■ **TAREFA**: Reproduza palavra por palavra todos os itens abaixo, sem alterar nenhuma linha.

(Entradas de dados salvas)
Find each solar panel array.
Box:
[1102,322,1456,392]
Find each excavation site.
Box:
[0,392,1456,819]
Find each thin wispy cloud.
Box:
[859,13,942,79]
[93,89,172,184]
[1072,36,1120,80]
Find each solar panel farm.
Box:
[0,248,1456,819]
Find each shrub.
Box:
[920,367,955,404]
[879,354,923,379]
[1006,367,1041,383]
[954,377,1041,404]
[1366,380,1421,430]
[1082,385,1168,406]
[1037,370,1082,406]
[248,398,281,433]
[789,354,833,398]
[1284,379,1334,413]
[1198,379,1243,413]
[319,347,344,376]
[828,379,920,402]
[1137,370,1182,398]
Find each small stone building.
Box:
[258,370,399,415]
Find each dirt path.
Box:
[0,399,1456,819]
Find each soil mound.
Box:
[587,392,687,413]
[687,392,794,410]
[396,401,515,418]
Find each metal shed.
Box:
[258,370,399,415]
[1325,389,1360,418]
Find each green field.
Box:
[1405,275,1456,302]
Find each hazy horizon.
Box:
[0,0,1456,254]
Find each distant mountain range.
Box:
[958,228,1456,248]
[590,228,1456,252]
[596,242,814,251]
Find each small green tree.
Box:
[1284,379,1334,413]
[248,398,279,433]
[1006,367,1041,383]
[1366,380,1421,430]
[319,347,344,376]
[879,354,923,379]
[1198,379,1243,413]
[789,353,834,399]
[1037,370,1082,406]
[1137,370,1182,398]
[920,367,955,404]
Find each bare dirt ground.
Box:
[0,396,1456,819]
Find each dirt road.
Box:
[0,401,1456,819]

■ **RESPOSTA ESCRITA**:
Find each solar panel array.
Box:
[1102,322,1456,392]
Find each excavation site.
Box:
[0,392,1456,819]
Find each thin wispy cloud.
Box:
[859,13,942,79]
[93,89,172,184]
[1072,36,1120,80]
Find each solar panel farm.
Box:
[0,248,1456,819]
Find each shrub.
Box:
[920,367,955,404]
[879,354,923,379]
[1006,367,1041,383]
[954,377,1041,404]
[1366,380,1421,430]
[1082,385,1168,406]
[1037,370,1082,406]
[248,398,281,433]
[789,354,833,398]
[1284,379,1334,413]
[1198,379,1243,413]
[319,347,344,376]
[828,379,920,402]
[1137,370,1182,398]
Find each small stone building.
Box:
[258,370,399,415]
Find each dirt path.
Box:
[0,399,1456,819]
Find each soil mound.
Box:
[587,392,687,413]
[687,392,794,410]
[396,401,515,418]
Find each metal shed.
Box:
[258,370,399,415]
[1325,389,1360,418]
Find each green field.
Box:
[1405,275,1456,302]
Find each hazy horizon.
Box:
[0,0,1456,254]
Find each distant mountain range.
Box:
[958,228,1456,248]
[590,228,1456,252]
[596,242,814,251]
Find each small green tree.
Box:
[1284,379,1334,413]
[248,398,279,433]
[1006,367,1041,383]
[1366,380,1421,430]
[319,347,344,376]
[879,354,923,379]
[1198,379,1243,413]
[789,353,834,399]
[1037,370,1082,406]
[1137,370,1182,398]
[920,367,955,404]
Find each bare dirt ground.
Box:
[0,396,1456,819]
Find each dirt road.
Box:
[0,401,1456,819]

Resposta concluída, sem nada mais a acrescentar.